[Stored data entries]
⁂
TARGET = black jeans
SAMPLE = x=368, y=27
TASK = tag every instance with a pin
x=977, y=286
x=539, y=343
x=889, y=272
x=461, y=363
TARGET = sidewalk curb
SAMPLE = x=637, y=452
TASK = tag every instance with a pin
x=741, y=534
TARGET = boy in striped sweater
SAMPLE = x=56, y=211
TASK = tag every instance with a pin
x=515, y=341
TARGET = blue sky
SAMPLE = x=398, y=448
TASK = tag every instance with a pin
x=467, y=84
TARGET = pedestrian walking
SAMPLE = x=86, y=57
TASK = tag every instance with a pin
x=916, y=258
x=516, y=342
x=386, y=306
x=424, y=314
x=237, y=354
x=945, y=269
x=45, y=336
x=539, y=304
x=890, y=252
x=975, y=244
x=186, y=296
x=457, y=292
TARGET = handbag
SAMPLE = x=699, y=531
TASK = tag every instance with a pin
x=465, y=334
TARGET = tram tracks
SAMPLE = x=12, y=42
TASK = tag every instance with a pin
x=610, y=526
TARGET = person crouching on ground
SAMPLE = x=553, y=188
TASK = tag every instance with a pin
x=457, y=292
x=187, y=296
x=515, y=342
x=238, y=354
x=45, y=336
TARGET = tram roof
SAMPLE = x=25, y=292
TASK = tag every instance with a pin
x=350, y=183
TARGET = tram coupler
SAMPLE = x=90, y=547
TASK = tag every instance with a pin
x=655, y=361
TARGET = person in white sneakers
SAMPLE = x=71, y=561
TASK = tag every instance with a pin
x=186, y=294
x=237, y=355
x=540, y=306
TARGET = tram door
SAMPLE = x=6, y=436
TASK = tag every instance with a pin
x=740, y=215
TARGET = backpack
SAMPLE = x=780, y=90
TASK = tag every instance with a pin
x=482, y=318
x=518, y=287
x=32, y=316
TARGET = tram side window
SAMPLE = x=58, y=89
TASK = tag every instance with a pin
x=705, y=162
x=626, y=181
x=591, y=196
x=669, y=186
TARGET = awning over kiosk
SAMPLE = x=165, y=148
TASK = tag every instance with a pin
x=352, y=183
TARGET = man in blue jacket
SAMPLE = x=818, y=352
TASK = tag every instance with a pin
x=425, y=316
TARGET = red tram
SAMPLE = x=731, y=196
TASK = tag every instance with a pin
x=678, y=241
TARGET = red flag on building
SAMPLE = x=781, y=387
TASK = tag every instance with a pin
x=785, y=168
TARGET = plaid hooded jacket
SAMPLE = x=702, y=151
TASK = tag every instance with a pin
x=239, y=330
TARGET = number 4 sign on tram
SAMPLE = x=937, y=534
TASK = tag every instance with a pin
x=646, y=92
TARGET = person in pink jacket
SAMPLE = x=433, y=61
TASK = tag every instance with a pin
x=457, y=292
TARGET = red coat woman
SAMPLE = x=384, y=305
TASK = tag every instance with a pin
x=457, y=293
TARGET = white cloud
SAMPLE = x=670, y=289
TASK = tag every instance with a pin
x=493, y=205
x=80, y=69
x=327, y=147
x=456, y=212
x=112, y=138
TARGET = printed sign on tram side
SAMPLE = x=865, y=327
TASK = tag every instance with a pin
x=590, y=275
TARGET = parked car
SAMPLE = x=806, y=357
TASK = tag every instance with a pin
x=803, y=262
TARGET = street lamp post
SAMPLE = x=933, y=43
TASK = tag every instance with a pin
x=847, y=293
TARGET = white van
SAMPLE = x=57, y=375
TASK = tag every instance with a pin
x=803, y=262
⁂
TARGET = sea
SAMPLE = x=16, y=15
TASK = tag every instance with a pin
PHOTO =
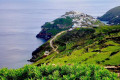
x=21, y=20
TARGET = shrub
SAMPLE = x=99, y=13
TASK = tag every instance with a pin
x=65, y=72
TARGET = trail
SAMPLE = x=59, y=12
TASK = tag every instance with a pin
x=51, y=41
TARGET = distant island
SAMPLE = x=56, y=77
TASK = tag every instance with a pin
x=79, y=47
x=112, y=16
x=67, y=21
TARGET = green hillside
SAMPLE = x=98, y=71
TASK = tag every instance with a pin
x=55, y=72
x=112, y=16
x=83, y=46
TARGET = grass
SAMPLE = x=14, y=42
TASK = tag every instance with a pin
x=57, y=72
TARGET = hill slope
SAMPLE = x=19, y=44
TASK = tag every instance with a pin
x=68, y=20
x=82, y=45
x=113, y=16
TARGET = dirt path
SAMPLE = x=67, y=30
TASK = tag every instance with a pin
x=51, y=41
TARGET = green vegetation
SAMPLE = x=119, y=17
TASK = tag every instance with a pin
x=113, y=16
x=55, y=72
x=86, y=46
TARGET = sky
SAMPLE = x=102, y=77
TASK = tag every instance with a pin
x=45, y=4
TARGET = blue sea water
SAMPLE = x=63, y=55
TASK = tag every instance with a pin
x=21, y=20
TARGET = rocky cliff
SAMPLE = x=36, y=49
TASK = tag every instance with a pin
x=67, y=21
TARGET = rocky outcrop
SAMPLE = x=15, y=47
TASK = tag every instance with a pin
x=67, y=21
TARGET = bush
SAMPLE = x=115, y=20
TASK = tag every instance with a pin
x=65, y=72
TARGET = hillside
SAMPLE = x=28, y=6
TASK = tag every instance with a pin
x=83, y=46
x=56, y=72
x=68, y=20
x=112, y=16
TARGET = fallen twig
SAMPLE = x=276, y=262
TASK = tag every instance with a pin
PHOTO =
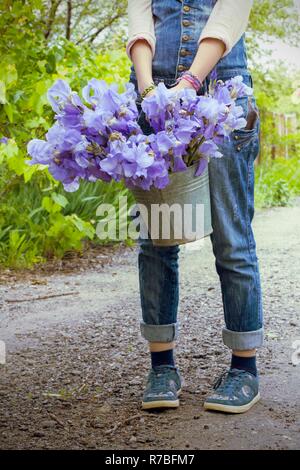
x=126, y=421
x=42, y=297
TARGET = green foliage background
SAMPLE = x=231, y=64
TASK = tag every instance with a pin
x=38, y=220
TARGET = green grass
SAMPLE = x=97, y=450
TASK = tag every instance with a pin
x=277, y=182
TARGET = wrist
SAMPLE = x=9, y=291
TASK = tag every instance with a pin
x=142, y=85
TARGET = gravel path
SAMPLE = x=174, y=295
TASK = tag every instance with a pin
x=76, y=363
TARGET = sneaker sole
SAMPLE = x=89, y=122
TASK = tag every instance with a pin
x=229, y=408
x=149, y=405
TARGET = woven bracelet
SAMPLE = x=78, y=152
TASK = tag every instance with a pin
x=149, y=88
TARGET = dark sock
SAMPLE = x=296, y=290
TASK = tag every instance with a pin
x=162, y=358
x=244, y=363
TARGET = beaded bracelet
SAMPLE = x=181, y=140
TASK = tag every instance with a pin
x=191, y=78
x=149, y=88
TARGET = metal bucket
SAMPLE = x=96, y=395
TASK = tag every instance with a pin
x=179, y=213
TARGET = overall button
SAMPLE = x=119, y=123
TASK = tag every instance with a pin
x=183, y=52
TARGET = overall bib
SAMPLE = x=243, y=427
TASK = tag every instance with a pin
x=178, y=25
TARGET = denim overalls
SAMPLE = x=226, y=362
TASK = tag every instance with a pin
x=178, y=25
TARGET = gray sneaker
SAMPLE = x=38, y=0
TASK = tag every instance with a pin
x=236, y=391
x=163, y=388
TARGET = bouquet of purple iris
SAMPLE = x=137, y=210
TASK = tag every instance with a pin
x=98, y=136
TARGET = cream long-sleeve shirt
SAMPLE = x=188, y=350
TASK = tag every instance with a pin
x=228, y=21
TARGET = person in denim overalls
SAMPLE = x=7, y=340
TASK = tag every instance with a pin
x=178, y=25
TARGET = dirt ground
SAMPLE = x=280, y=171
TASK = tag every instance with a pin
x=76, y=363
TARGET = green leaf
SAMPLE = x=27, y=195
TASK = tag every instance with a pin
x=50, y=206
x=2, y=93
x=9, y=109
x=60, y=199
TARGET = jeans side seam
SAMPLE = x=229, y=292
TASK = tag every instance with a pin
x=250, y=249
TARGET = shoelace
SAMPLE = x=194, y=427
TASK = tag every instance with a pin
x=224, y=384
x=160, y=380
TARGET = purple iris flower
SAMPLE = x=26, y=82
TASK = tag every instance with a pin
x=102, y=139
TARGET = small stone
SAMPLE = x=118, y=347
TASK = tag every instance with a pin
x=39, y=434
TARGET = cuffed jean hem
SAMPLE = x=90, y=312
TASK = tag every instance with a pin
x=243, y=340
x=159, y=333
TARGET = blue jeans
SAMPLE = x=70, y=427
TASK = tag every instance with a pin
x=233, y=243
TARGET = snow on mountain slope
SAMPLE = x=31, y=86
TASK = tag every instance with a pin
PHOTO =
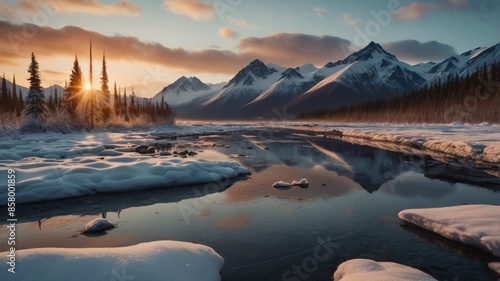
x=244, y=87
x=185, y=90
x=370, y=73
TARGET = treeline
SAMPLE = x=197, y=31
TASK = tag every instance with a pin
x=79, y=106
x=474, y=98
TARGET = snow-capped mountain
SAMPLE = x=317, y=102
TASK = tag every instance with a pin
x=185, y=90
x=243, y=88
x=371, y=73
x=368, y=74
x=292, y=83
⁂
> [Exercise goal]: Rewrite the entries from the line with "TARGET = sky" to the line with "x=179, y=213", switching "bracelet" to "bangle" and keeping everything else the same. Leave the pictures out of your answer.

> [Answer to the exercise]:
TARGET = sky
SAMPLE = x=102, y=77
TASK = tag every instance with a pin
x=45, y=4
TARGET = blue sea water
SAMPLE = x=63, y=55
TASK = tag every instance with a pin
x=21, y=20
TARGET = rocky cliff
SAMPLE = x=36, y=49
TASK = tag every instance with a pin
x=67, y=21
TARGET = rocky outcrop
SAMPLE = x=15, y=47
TASK = tag every instance with a pin
x=67, y=21
TARGET = bush
SAMPLE = x=115, y=20
TASK = tag every instance with a pin
x=65, y=72
TARGET = hillside
SAMPLE = x=28, y=6
TASK = tag every instance with a pin
x=83, y=46
x=56, y=72
x=68, y=20
x=112, y=16
TARGET = fallen twig
SAMPLE = x=276, y=262
TASK = tag every instance with a pin
PHOTO =
x=126, y=421
x=42, y=297
TARGET = green foliage background
SAMPLE = x=231, y=64
TASK = tag every instance with a pin
x=38, y=220
TARGET = green grass
SAMPLE = x=97, y=450
TASK = tag every instance with a pin
x=277, y=182
TARGET = wrist
SAMPLE = x=9, y=291
TASK = tag every instance with a pin
x=142, y=85
TARGET = gravel path
SAMPLE = x=174, y=295
TASK = tag every instance with a pin
x=76, y=363
TARGET = sneaker sole
SAMPLE = x=89, y=122
TASK = tag every instance with a pin
x=229, y=408
x=149, y=405
TARGET = woven bangle
SAMPLE = x=78, y=152
TASK = tag every instance with a pin
x=149, y=88
TARGET = dark sock
SAMPLE = x=296, y=290
TASK = tag every instance with a pin
x=162, y=358
x=244, y=363
TARGET = beaded bangle
SAMPLE = x=181, y=140
TASK = tag every instance with a pin
x=191, y=78
x=149, y=88
TARGET = metal bucket
SAMPLE = x=96, y=395
TASK = tag every instance with a pin
x=179, y=213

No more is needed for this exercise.